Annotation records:

# # # # #

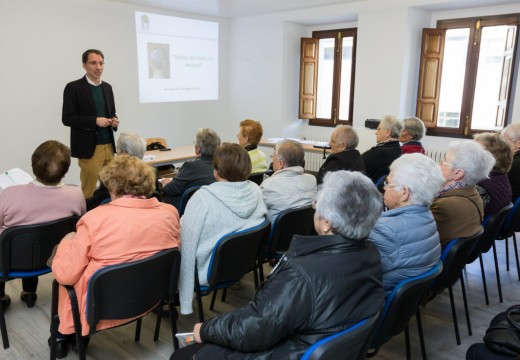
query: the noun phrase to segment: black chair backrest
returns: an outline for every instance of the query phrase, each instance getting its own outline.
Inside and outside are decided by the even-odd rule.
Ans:
[[[270,229],[271,223],[264,221],[220,238],[211,253],[208,284],[236,282],[251,271],[265,249]]]
[[[305,352],[301,360],[364,359],[378,319],[379,312],[318,341]]]
[[[162,300],[173,301],[179,269],[180,252],[172,248],[96,271],[87,292],[87,321],[91,333],[100,320],[136,317]]]
[[[460,278],[462,269],[466,266],[471,251],[483,232],[484,229],[481,228],[473,236],[453,239],[442,249],[442,273],[433,282],[433,291],[447,289],[455,285]]]
[[[408,327],[408,322],[417,311],[419,302],[441,272],[442,262],[439,262],[428,272],[403,280],[396,285],[386,299],[383,315],[372,341],[374,346],[383,345]]]
[[[273,223],[267,252],[287,251],[294,235],[314,233],[314,209],[311,206],[281,211]]]
[[[491,249],[498,233],[500,232],[500,229],[502,229],[502,225],[506,220],[507,214],[512,207],[513,204],[509,203],[502,209],[498,210],[496,213],[486,216],[482,222],[482,226],[484,226],[484,233],[473,248],[473,251],[468,258],[468,264],[475,261],[480,254],[486,253],[489,251],[489,249]]]
[[[502,238],[508,238],[518,231],[520,231],[520,197],[513,201],[513,208],[504,220],[500,235]]]
[[[264,181],[264,173],[251,174],[248,180],[260,185]]]
[[[195,194],[199,189],[200,186],[192,186],[184,190],[181,197],[181,203],[179,205],[179,216],[182,216],[184,214],[184,210],[186,210],[186,205],[188,205],[188,201],[191,199],[193,194]]]
[[[13,226],[0,234],[0,271],[46,268],[52,249],[71,231],[76,231],[78,216],[42,224]]]

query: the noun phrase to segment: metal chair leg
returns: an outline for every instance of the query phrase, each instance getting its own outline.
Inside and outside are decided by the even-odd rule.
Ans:
[[[482,254],[478,256],[480,260],[480,272],[482,273],[482,284],[484,285],[484,296],[486,297],[486,305],[489,305],[489,297],[487,295],[486,274],[484,273],[484,261],[482,261]]]
[[[506,243],[506,271],[509,271],[509,238],[506,237],[504,240]]]
[[[7,349],[9,348],[9,337],[7,336],[7,325],[5,323],[4,311],[4,305],[2,304],[2,301],[0,301],[0,331],[2,332],[4,349]]]
[[[408,326],[404,329],[404,342],[406,346],[406,360],[412,360],[412,351],[410,350],[410,330]]]
[[[516,234],[513,233],[513,246],[515,248],[516,271],[518,273],[518,281],[520,281],[520,264],[518,261],[518,247],[516,245]]]
[[[495,260],[495,272],[497,276],[497,287],[498,287],[498,298],[501,303],[504,302],[504,298],[502,297],[502,285],[500,284],[500,269],[498,268],[498,258],[497,258],[497,247],[493,242],[493,259]]]
[[[218,289],[213,289],[213,295],[211,295],[211,304],[209,305],[210,310],[213,310],[213,307],[215,306],[215,299],[217,298],[217,291],[218,291]]]
[[[423,360],[427,360],[426,358],[426,345],[424,343],[424,333],[422,331],[422,321],[421,321],[421,311],[417,308],[417,312],[415,313],[415,317],[417,318],[417,330],[419,331],[419,342],[421,343],[421,353],[423,356]]]
[[[453,300],[453,289],[451,287],[449,287],[448,290],[450,293],[451,316],[453,317],[453,326],[455,327],[455,338],[457,339],[457,345],[460,345],[459,323],[457,321],[457,313],[455,311],[455,302]]]

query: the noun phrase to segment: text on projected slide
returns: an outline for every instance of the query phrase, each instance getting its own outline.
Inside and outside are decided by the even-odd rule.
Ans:
[[[135,13],[139,100],[218,99],[218,23]]]

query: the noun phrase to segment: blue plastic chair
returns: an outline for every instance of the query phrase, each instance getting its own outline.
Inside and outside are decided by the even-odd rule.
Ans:
[[[223,289],[221,301],[225,301],[226,289],[251,270],[255,272],[255,287],[258,287],[257,267],[270,229],[271,223],[266,220],[253,228],[222,236],[211,253],[207,286],[200,285],[198,268],[195,265],[195,292],[200,322],[204,322],[202,296],[213,292],[209,307],[210,310],[213,310],[217,290]]]
[[[367,354],[368,357],[375,356],[383,344],[393,336],[404,331],[406,358],[410,359],[411,351],[408,322],[412,315],[415,314],[417,317],[417,327],[419,329],[423,359],[426,358],[419,303],[428,291],[430,285],[441,272],[442,262],[439,262],[426,273],[403,280],[395,286],[392,293],[386,298],[383,314],[376,328],[375,336],[372,339],[370,352]]]

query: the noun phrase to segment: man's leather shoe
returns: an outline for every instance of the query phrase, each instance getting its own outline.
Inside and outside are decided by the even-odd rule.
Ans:
[[[29,308],[34,306],[34,303],[36,302],[37,298],[38,298],[38,295],[36,295],[36,293],[22,291],[22,293],[20,294],[20,299],[22,299],[22,301],[25,301],[25,303],[27,304],[27,307],[29,307]]]

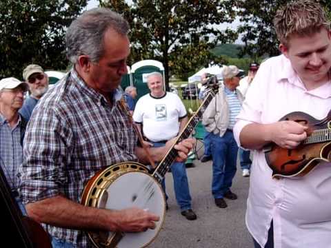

# # # # #

Rewrite the lines from the one containing "query: the noun phrase to segment: man's" through the end of the records, requests included, scaling every polygon vertex coordinate in the answers by 1.4 and rounding each to a whole number, with halves rounded up. Include only those lines and omit the pictures.

query: the noun phrase to segment: man's leather shoe
returns: an outline for every instance of the query phrase, each instance getting its own outline.
Inside and outside are decided by the even-odd rule.
Ans:
[[[41,431],[48,428],[48,424],[50,423],[52,417],[53,417],[53,413],[50,413],[50,410],[31,407],[31,410],[28,412],[28,419],[31,419],[31,421],[35,421],[35,424],[38,426],[38,430],[41,430]]]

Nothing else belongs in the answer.